- [PROBLEM DETAILS]: From the listing below, pull out word for word the lines starting with the line that contains "Isolate cutting board" and going on through the line that contains "xmin=337 ymin=52 xmax=507 ymax=467". Leave out any pictures.

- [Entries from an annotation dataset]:

====================

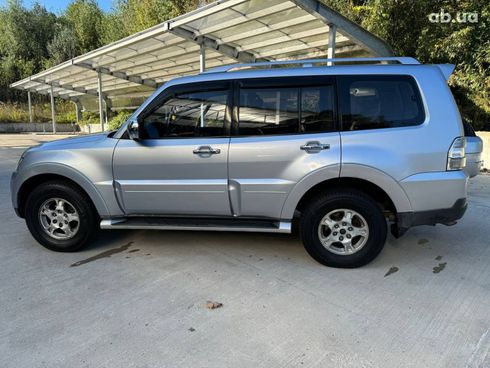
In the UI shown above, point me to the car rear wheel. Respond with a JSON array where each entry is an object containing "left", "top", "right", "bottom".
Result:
[
  {"left": 300, "top": 189, "right": 387, "bottom": 268},
  {"left": 25, "top": 182, "right": 98, "bottom": 252}
]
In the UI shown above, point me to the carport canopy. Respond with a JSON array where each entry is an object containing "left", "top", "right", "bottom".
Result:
[{"left": 11, "top": 0, "right": 393, "bottom": 129}]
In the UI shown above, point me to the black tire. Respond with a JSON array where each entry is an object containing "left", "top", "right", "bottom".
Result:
[
  {"left": 25, "top": 181, "right": 99, "bottom": 252},
  {"left": 300, "top": 189, "right": 387, "bottom": 268}
]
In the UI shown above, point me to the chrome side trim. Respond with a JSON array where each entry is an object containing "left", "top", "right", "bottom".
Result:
[{"left": 100, "top": 219, "right": 291, "bottom": 234}]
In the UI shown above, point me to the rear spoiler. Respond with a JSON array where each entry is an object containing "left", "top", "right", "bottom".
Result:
[{"left": 436, "top": 64, "right": 455, "bottom": 81}]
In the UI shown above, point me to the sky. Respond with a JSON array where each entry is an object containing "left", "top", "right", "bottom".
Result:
[{"left": 0, "top": 0, "right": 112, "bottom": 14}]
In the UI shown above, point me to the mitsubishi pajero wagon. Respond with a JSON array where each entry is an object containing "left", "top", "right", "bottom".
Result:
[{"left": 11, "top": 58, "right": 474, "bottom": 267}]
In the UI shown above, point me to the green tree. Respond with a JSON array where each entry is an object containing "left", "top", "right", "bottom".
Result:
[
  {"left": 0, "top": 0, "right": 56, "bottom": 101},
  {"left": 46, "top": 23, "right": 78, "bottom": 67},
  {"left": 64, "top": 0, "right": 104, "bottom": 54}
]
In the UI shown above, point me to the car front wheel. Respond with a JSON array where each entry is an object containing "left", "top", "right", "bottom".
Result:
[{"left": 25, "top": 182, "right": 98, "bottom": 252}]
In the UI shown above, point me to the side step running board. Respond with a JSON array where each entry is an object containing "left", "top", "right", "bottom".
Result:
[{"left": 100, "top": 217, "right": 291, "bottom": 233}]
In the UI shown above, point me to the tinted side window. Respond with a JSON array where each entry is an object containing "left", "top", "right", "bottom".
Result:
[
  {"left": 238, "top": 85, "right": 335, "bottom": 136},
  {"left": 339, "top": 76, "right": 425, "bottom": 130},
  {"left": 238, "top": 88, "right": 299, "bottom": 135},
  {"left": 143, "top": 90, "right": 229, "bottom": 139},
  {"left": 300, "top": 85, "right": 335, "bottom": 133}
]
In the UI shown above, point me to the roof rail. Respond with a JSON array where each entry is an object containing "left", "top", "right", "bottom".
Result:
[{"left": 201, "top": 57, "right": 420, "bottom": 74}]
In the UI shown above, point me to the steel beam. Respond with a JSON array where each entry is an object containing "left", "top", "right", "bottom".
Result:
[
  {"left": 327, "top": 23, "right": 337, "bottom": 66},
  {"left": 49, "top": 86, "right": 56, "bottom": 134},
  {"left": 97, "top": 72, "right": 104, "bottom": 132},
  {"left": 169, "top": 25, "right": 267, "bottom": 63},
  {"left": 199, "top": 45, "right": 206, "bottom": 73},
  {"left": 291, "top": 0, "right": 394, "bottom": 57},
  {"left": 32, "top": 79, "right": 98, "bottom": 96},
  {"left": 74, "top": 63, "right": 156, "bottom": 88},
  {"left": 27, "top": 91, "right": 34, "bottom": 123}
]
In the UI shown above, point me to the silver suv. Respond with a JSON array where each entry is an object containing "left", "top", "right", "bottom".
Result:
[{"left": 11, "top": 58, "right": 474, "bottom": 267}]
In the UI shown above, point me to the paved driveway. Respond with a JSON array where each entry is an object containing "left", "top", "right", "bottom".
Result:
[{"left": 0, "top": 136, "right": 490, "bottom": 368}]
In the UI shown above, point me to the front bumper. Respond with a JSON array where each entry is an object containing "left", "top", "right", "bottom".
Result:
[{"left": 391, "top": 198, "right": 468, "bottom": 238}]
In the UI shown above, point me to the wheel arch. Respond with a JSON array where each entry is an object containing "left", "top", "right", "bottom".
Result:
[
  {"left": 281, "top": 165, "right": 412, "bottom": 219},
  {"left": 16, "top": 165, "right": 109, "bottom": 217}
]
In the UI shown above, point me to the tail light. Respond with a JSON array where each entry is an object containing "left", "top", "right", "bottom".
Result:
[{"left": 447, "top": 137, "right": 466, "bottom": 170}]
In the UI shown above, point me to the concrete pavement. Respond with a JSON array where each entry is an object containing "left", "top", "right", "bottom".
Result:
[{"left": 0, "top": 136, "right": 490, "bottom": 368}]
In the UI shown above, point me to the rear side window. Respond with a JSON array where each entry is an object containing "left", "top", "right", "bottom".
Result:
[
  {"left": 238, "top": 84, "right": 336, "bottom": 136},
  {"left": 239, "top": 88, "right": 299, "bottom": 135},
  {"left": 338, "top": 75, "right": 425, "bottom": 131}
]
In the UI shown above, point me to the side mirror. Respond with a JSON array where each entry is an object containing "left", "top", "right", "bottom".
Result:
[{"left": 127, "top": 120, "right": 140, "bottom": 141}]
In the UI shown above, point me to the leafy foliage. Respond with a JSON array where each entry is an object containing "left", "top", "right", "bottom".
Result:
[{"left": 109, "top": 111, "right": 132, "bottom": 130}]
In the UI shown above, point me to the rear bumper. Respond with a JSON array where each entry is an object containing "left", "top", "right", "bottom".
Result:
[{"left": 392, "top": 198, "right": 468, "bottom": 237}]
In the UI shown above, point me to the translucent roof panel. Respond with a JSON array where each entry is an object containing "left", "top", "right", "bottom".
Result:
[{"left": 11, "top": 0, "right": 392, "bottom": 109}]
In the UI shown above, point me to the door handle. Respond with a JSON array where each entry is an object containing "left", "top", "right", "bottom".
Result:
[
  {"left": 300, "top": 141, "right": 330, "bottom": 152},
  {"left": 192, "top": 146, "right": 221, "bottom": 155}
]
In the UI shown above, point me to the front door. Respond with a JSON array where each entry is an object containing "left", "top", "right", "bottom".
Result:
[
  {"left": 228, "top": 76, "right": 341, "bottom": 219},
  {"left": 113, "top": 83, "right": 231, "bottom": 216}
]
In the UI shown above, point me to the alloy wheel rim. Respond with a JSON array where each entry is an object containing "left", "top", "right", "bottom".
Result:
[
  {"left": 318, "top": 208, "right": 369, "bottom": 255},
  {"left": 39, "top": 198, "right": 80, "bottom": 240}
]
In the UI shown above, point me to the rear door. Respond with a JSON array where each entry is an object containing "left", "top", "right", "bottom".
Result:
[{"left": 228, "top": 76, "right": 340, "bottom": 218}]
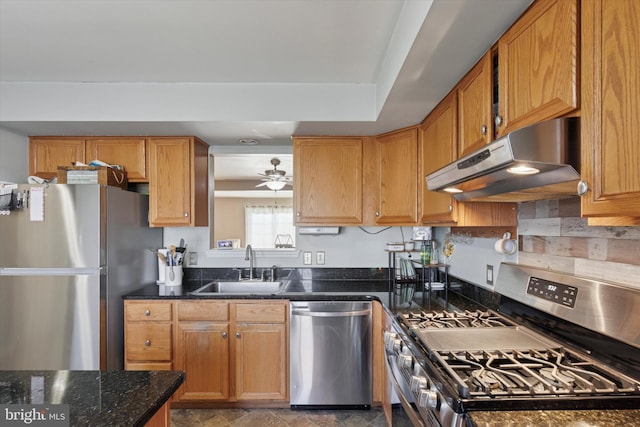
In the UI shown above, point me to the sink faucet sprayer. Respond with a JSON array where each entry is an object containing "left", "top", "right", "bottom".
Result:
[{"left": 244, "top": 245, "right": 253, "bottom": 280}]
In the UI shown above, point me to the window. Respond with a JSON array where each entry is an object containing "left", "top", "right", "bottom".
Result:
[{"left": 245, "top": 205, "right": 296, "bottom": 248}]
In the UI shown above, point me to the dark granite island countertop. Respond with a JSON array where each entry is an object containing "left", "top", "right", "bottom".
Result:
[{"left": 0, "top": 371, "right": 185, "bottom": 426}]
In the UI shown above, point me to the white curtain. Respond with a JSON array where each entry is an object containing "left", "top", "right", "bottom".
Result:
[{"left": 245, "top": 206, "right": 296, "bottom": 248}]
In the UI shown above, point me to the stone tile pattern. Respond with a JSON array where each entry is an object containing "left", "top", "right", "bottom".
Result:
[
  {"left": 518, "top": 197, "right": 640, "bottom": 289},
  {"left": 171, "top": 408, "right": 387, "bottom": 427}
]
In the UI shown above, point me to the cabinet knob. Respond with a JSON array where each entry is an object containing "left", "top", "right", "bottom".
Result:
[{"left": 578, "top": 181, "right": 589, "bottom": 196}]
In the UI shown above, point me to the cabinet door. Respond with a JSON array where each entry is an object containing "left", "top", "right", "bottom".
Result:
[
  {"left": 149, "top": 138, "right": 193, "bottom": 227},
  {"left": 376, "top": 128, "right": 418, "bottom": 225},
  {"left": 581, "top": 0, "right": 640, "bottom": 217},
  {"left": 419, "top": 92, "right": 457, "bottom": 224},
  {"left": 293, "top": 138, "right": 363, "bottom": 225},
  {"left": 233, "top": 323, "right": 289, "bottom": 400},
  {"left": 174, "top": 322, "right": 230, "bottom": 401},
  {"left": 29, "top": 137, "right": 85, "bottom": 179},
  {"left": 457, "top": 51, "right": 493, "bottom": 158},
  {"left": 497, "top": 0, "right": 578, "bottom": 135},
  {"left": 86, "top": 138, "right": 149, "bottom": 182}
]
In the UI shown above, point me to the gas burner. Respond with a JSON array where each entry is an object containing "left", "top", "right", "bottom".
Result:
[
  {"left": 540, "top": 366, "right": 576, "bottom": 387},
  {"left": 434, "top": 348, "right": 640, "bottom": 398},
  {"left": 471, "top": 368, "right": 500, "bottom": 390},
  {"left": 399, "top": 310, "right": 513, "bottom": 329}
]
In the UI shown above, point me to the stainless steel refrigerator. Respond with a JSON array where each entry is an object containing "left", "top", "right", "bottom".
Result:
[{"left": 0, "top": 184, "right": 162, "bottom": 370}]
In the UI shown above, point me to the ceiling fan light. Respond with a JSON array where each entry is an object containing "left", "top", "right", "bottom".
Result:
[{"left": 266, "top": 181, "right": 287, "bottom": 191}]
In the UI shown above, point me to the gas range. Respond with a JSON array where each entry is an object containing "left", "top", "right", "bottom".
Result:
[{"left": 385, "top": 264, "right": 640, "bottom": 426}]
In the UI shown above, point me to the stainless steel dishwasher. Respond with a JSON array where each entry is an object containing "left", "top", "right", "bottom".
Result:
[{"left": 289, "top": 301, "right": 372, "bottom": 409}]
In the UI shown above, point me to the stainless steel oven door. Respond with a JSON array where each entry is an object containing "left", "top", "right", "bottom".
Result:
[{"left": 385, "top": 353, "right": 427, "bottom": 427}]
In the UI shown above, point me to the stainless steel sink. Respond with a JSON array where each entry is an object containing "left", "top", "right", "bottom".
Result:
[{"left": 191, "top": 280, "right": 284, "bottom": 295}]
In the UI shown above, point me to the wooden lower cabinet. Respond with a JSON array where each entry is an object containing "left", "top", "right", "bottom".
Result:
[
  {"left": 124, "top": 300, "right": 173, "bottom": 371},
  {"left": 174, "top": 300, "right": 289, "bottom": 406},
  {"left": 175, "top": 321, "right": 230, "bottom": 401},
  {"left": 234, "top": 323, "right": 289, "bottom": 400}
]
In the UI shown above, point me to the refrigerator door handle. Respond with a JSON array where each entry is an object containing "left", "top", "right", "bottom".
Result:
[{"left": 0, "top": 267, "right": 102, "bottom": 276}]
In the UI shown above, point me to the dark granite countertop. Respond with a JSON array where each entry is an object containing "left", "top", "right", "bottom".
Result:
[
  {"left": 125, "top": 270, "right": 640, "bottom": 427},
  {"left": 0, "top": 371, "right": 184, "bottom": 426}
]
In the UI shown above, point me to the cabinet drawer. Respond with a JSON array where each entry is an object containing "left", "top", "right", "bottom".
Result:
[
  {"left": 236, "top": 301, "right": 288, "bottom": 323},
  {"left": 177, "top": 301, "right": 229, "bottom": 321},
  {"left": 125, "top": 323, "right": 171, "bottom": 361},
  {"left": 124, "top": 301, "right": 171, "bottom": 322},
  {"left": 124, "top": 362, "right": 172, "bottom": 371}
]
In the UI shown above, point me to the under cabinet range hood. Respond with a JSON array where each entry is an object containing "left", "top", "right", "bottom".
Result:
[{"left": 426, "top": 117, "right": 580, "bottom": 202}]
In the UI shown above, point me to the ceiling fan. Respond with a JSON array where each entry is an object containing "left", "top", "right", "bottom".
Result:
[{"left": 256, "top": 157, "right": 293, "bottom": 191}]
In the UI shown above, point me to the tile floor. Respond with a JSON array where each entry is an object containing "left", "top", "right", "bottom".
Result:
[{"left": 171, "top": 408, "right": 387, "bottom": 427}]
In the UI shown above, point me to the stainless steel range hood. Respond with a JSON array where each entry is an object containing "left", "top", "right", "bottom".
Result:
[{"left": 426, "top": 117, "right": 580, "bottom": 202}]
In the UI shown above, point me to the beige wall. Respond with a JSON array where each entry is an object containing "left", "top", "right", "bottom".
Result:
[{"left": 518, "top": 197, "right": 640, "bottom": 288}]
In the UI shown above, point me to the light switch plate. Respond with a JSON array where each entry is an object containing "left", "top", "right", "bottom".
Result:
[{"left": 487, "top": 264, "right": 493, "bottom": 286}]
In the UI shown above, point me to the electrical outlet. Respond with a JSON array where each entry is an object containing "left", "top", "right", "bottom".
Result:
[
  {"left": 487, "top": 264, "right": 493, "bottom": 286},
  {"left": 189, "top": 252, "right": 198, "bottom": 267},
  {"left": 302, "top": 252, "right": 311, "bottom": 265}
]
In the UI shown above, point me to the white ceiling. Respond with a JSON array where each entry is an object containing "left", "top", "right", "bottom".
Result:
[{"left": 0, "top": 0, "right": 531, "bottom": 174}]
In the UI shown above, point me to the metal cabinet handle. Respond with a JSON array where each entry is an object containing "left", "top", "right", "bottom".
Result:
[{"left": 578, "top": 181, "right": 589, "bottom": 196}]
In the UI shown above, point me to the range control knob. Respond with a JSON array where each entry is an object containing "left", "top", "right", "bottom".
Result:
[
  {"left": 418, "top": 389, "right": 440, "bottom": 409},
  {"left": 411, "top": 375, "right": 428, "bottom": 391},
  {"left": 398, "top": 354, "right": 413, "bottom": 369}
]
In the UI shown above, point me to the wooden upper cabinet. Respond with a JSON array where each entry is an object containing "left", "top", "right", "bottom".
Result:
[
  {"left": 581, "top": 0, "right": 640, "bottom": 221},
  {"left": 86, "top": 137, "right": 149, "bottom": 182},
  {"left": 293, "top": 137, "right": 364, "bottom": 225},
  {"left": 149, "top": 137, "right": 208, "bottom": 227},
  {"left": 496, "top": 0, "right": 580, "bottom": 135},
  {"left": 419, "top": 91, "right": 458, "bottom": 224},
  {"left": 419, "top": 91, "right": 517, "bottom": 227},
  {"left": 29, "top": 137, "right": 85, "bottom": 179},
  {"left": 367, "top": 127, "right": 418, "bottom": 225},
  {"left": 456, "top": 51, "right": 493, "bottom": 158}
]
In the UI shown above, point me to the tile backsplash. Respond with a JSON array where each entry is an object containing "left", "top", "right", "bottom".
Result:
[{"left": 518, "top": 197, "right": 640, "bottom": 289}]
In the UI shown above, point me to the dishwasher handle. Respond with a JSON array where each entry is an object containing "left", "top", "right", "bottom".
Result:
[{"left": 291, "top": 309, "right": 371, "bottom": 317}]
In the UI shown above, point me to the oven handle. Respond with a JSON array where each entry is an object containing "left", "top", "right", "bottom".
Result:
[{"left": 385, "top": 354, "right": 425, "bottom": 427}]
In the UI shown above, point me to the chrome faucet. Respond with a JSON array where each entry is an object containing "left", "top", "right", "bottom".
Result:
[{"left": 244, "top": 245, "right": 253, "bottom": 280}]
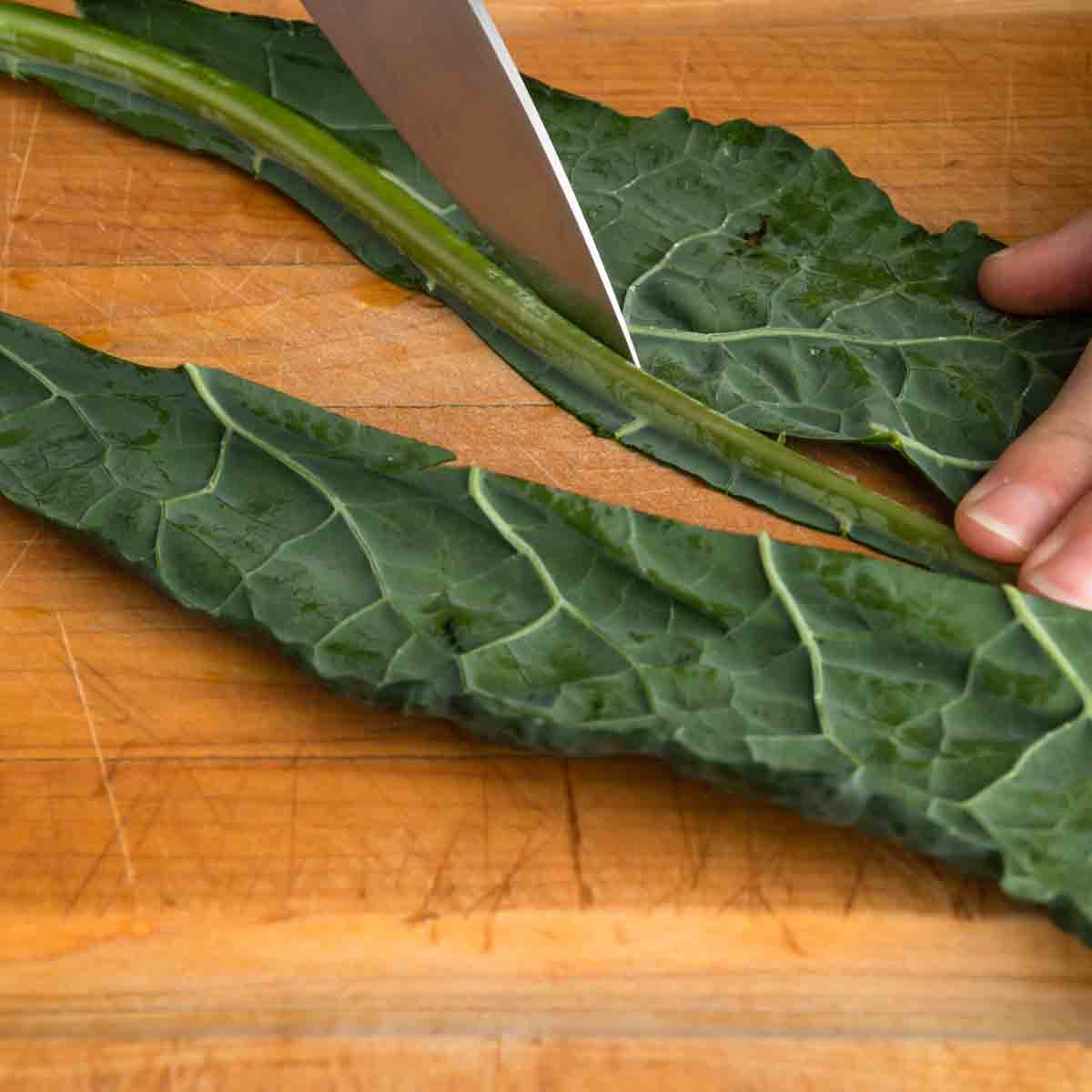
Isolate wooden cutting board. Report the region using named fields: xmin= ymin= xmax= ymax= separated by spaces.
xmin=0 ymin=0 xmax=1092 ymax=1092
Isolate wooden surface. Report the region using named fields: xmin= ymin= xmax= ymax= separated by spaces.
xmin=0 ymin=0 xmax=1092 ymax=1092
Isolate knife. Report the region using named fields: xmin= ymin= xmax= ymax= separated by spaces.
xmin=304 ymin=0 xmax=640 ymax=367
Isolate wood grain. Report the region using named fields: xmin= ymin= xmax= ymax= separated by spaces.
xmin=0 ymin=0 xmax=1092 ymax=1092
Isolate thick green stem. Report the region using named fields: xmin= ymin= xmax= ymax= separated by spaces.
xmin=0 ymin=4 xmax=1011 ymax=582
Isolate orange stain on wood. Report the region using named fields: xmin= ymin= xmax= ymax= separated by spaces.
xmin=351 ymin=277 xmax=419 ymax=308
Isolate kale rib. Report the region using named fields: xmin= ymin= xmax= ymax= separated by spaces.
xmin=0 ymin=4 xmax=1011 ymax=582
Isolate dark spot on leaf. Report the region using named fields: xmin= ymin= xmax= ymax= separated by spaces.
xmin=739 ymin=217 xmax=766 ymax=247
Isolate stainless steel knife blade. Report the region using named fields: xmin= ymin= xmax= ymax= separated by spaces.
xmin=304 ymin=0 xmax=640 ymax=367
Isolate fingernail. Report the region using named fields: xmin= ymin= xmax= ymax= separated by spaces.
xmin=961 ymin=481 xmax=1057 ymax=550
xmin=1023 ymin=531 xmax=1092 ymax=610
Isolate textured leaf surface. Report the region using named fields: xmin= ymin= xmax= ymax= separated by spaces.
xmin=72 ymin=0 xmax=1092 ymax=502
xmin=0 ymin=316 xmax=1092 ymax=937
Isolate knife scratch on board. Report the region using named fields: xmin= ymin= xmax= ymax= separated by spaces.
xmin=55 ymin=611 xmax=136 ymax=886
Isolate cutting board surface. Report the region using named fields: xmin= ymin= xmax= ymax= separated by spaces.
xmin=0 ymin=0 xmax=1092 ymax=1092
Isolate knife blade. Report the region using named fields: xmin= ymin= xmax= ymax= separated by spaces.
xmin=304 ymin=0 xmax=640 ymax=367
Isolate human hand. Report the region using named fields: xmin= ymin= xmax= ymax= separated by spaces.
xmin=956 ymin=212 xmax=1092 ymax=610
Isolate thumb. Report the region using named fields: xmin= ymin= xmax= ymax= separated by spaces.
xmin=978 ymin=212 xmax=1092 ymax=315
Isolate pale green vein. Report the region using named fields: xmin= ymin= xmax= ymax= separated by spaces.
xmin=1003 ymin=584 xmax=1092 ymax=716
xmin=868 ymin=420 xmax=995 ymax=470
xmin=629 ymin=323 xmax=1036 ymax=353
xmin=182 ymin=364 xmax=389 ymax=599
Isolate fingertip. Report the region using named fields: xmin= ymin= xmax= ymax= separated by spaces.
xmin=956 ymin=480 xmax=1059 ymax=563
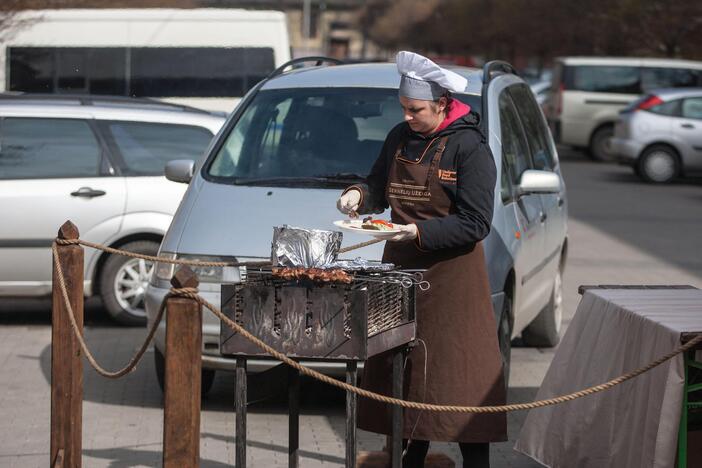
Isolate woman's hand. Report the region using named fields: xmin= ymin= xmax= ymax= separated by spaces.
xmin=388 ymin=223 xmax=418 ymax=242
xmin=336 ymin=189 xmax=361 ymax=216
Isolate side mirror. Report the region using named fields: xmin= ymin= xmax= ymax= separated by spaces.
xmin=517 ymin=170 xmax=561 ymax=196
xmin=166 ymin=159 xmax=195 ymax=184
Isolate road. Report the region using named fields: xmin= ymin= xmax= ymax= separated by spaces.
xmin=0 ymin=150 xmax=702 ymax=468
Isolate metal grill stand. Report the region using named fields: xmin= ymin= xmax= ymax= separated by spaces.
xmin=220 ymin=274 xmax=416 ymax=468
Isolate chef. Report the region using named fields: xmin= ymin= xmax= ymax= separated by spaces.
xmin=337 ymin=52 xmax=507 ymax=467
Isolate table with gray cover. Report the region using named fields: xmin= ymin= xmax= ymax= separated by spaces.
xmin=515 ymin=288 xmax=702 ymax=468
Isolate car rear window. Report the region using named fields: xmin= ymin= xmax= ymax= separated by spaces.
xmin=207 ymin=88 xmax=480 ymax=182
xmin=563 ymin=65 xmax=641 ymax=94
xmin=105 ymin=121 xmax=212 ymax=175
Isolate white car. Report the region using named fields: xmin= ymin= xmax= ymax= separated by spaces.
xmin=0 ymin=94 xmax=224 ymax=324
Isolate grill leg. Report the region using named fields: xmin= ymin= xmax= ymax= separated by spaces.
xmin=288 ymin=367 xmax=300 ymax=468
xmin=392 ymin=349 xmax=404 ymax=468
xmin=346 ymin=361 xmax=358 ymax=468
xmin=234 ymin=357 xmax=246 ymax=468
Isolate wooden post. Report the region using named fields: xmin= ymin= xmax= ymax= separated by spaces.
xmin=346 ymin=361 xmax=358 ymax=468
xmin=234 ymin=357 xmax=247 ymax=468
xmin=390 ymin=349 xmax=404 ymax=468
xmin=288 ymin=367 xmax=300 ymax=468
xmin=163 ymin=266 xmax=202 ymax=468
xmin=49 ymin=221 xmax=83 ymax=468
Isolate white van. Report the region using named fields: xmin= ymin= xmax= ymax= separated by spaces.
xmin=0 ymin=8 xmax=290 ymax=112
xmin=545 ymin=57 xmax=702 ymax=161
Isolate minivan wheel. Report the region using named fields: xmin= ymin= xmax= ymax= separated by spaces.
xmin=588 ymin=126 xmax=614 ymax=161
xmin=522 ymin=269 xmax=563 ymax=348
xmin=497 ymin=294 xmax=512 ymax=388
xmin=637 ymin=145 xmax=680 ymax=184
xmin=100 ymin=241 xmax=158 ymax=325
xmin=154 ymin=346 xmax=215 ymax=395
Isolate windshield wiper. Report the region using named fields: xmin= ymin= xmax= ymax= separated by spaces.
xmin=312 ymin=172 xmax=366 ymax=182
xmin=233 ymin=176 xmax=350 ymax=187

====================

- [EXERCISE ANSWER]:
Isolate cutting board surface. Report the region using named fields: xmin= ymin= xmax= ymax= separated by spaces.
xmin=0 ymin=0 xmax=1092 ymax=1092
Isolate knife blade. Report the region using named fields: xmin= ymin= xmax= ymax= separated by spaces.
xmin=304 ymin=0 xmax=640 ymax=367
Isolate human hand. Report the region using named fields: xmin= ymin= xmax= ymax= separated by spaces.
xmin=956 ymin=212 xmax=1092 ymax=610
Isolate thumb. Report the region using named fields: xmin= ymin= xmax= ymax= separated by spaces.
xmin=978 ymin=212 xmax=1092 ymax=315
Isolate pale green vein. Report the region using named fields: xmin= ymin= xmax= ymax= separated by spaces.
xmin=1003 ymin=584 xmax=1092 ymax=716
xmin=868 ymin=420 xmax=995 ymax=470
xmin=629 ymin=323 xmax=1036 ymax=353
xmin=182 ymin=364 xmax=389 ymax=599
Isolate fingertip. Report the region using named fields: xmin= ymin= xmax= ymax= separated by spaces.
xmin=956 ymin=480 xmax=1059 ymax=563
Isolate woman's hand. Report the region using named fields: xmin= ymin= xmax= ymax= separated by spaces.
xmin=388 ymin=223 xmax=418 ymax=242
xmin=336 ymin=189 xmax=361 ymax=216
Isolate side mirror. Report the region using named fields: xmin= ymin= xmax= ymax= separated by spaces.
xmin=517 ymin=170 xmax=561 ymax=196
xmin=166 ymin=159 xmax=195 ymax=184
Isolate road. Report the region using named fields: xmin= ymin= xmax= ymax= separated by spaces.
xmin=0 ymin=150 xmax=702 ymax=468
Isolate metal grill stand. Report the region using named fields: xmin= ymin= xmax= ymax= separated by spaces.
xmin=220 ymin=274 xmax=416 ymax=468
Isolate chef. Report the region using named fields: xmin= ymin= xmax= ymax= separated by spaces.
xmin=337 ymin=52 xmax=507 ymax=467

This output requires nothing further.